*Texte fourni:*
Nous l'avons évoqué, les taux d’imposition sont loin d’être anodins (19,6 % pour le taux normal, 5,5 % pour le taux réduit concernant principalement certains produits alimentaires, 7% pour des prestations pourtant essentielles comme les transports en commun). Vous donnez quelques euros à un SDF pour qu'il s'achète un sandwich? Il paiera environ 0,20 euros d'impôt pour manger, en proportion autant que le nouveau riche qui mange à la carte au Fouquet's (menu d'entrée de gamme: 70 euros).
Rappelons que cette taxe s’applique uniquement sur le consommateur final: les entreprises se font rembourser la TVA payée sur leurs achats.
Simplifions, parce que le fisc dispose depuis la nuit des temps d'une créativité infinie pour imaginer des impôts et taxes: des générations de gosses furent longtemps rachitiques et anémiés à cause d'un impôt proportionnel à la surface des portes et fenêtres, qui les privait de la lumière du jour. On dénombrait des milliers de morts chaque année dues aux intoxications alimentaires: le prix du sel était multiplié par vingt du fait de la gabelle... or c'était le seul moyen connu pour conserver viande et poisson.

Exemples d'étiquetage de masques
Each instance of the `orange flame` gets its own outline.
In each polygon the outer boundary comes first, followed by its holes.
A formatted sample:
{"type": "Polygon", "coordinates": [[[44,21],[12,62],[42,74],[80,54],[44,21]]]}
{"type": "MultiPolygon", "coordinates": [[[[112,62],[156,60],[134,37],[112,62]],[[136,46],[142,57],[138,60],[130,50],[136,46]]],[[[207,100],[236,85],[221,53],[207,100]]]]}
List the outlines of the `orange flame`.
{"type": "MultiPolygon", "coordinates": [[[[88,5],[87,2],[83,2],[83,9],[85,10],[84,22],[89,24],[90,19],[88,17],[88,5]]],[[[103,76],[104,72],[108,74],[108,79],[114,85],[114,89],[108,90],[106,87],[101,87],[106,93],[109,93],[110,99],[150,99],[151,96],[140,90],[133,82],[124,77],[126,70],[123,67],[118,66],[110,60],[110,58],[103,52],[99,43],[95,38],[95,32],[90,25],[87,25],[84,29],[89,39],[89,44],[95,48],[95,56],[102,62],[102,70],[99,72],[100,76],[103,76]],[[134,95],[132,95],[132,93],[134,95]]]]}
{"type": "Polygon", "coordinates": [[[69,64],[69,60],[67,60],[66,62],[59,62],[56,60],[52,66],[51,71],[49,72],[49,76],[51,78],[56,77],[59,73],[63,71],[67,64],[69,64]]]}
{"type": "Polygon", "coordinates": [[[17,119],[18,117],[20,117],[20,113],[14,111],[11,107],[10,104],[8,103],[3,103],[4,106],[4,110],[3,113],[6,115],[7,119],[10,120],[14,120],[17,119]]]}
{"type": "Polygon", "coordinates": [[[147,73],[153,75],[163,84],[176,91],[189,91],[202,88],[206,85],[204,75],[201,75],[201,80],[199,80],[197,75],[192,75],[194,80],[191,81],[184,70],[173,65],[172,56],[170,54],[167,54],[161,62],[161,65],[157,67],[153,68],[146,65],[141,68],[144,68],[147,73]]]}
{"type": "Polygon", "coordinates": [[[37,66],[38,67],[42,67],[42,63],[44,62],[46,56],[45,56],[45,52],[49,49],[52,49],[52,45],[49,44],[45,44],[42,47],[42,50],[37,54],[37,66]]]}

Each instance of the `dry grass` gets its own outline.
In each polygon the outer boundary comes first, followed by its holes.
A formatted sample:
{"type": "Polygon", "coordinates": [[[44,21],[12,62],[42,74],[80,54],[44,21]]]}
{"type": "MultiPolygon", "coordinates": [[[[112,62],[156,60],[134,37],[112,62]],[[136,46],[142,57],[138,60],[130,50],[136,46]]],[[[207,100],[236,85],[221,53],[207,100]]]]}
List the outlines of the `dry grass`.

*Consigne A:* Réécrivez plus brièvement le paragraphe du texte fourni qui commence par « Simplifions, parce que le fisc », en conservant ses faits principaux.
*Consigne B:* Sélectionnez dans les enregistrements chaque ligne qui contient la chaîne « outlines », en tenant compte de la casse.

*Réponse complète A:* Le fisc invente depuis toujours des impôts et des taxes. Un impôt proportionnel à la surface des portes et fenêtres a longtemps privé de lumière du jour des générations d'enfants, rachitiques et anémiés. La gabelle multipliait par vingt le prix du sel, seul moyen connu pour conserver viande et poisson. Des milliers de personnes mouraient ainsi chaque année d'intoxications alimentaires.

*Réponse complète B:*
List the outlines of the `orange flame`.
List the outlines of the `dry grass`.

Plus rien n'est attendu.